**Recorded data:**
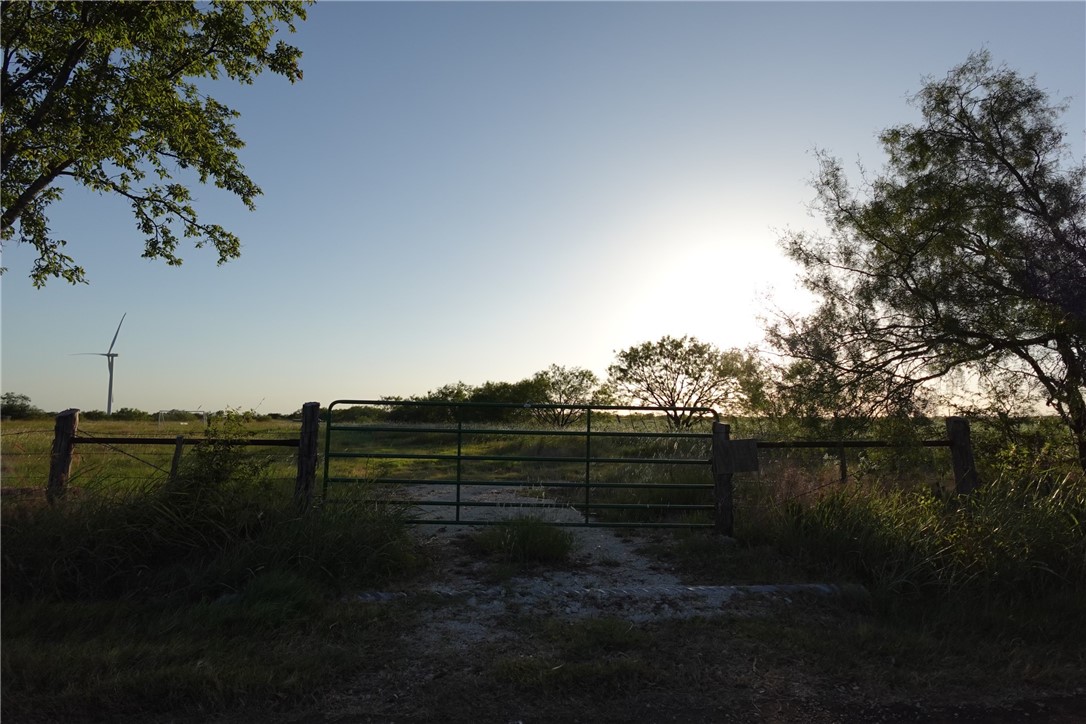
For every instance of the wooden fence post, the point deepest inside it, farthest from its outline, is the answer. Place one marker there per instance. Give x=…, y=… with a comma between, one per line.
x=961, y=455
x=60, y=461
x=307, y=455
x=722, y=480
x=176, y=462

**Exercise requirements:**
Everything in the entries except the images must be copied exactly.

**Solution for this problem:**
For every instance of the wooden fence post, the point deepest inside it, farthest from its outline, is the answer. Place one marker there per instance. Give x=…, y=… with a comma between, one per line.
x=961, y=455
x=60, y=461
x=307, y=455
x=722, y=480
x=176, y=462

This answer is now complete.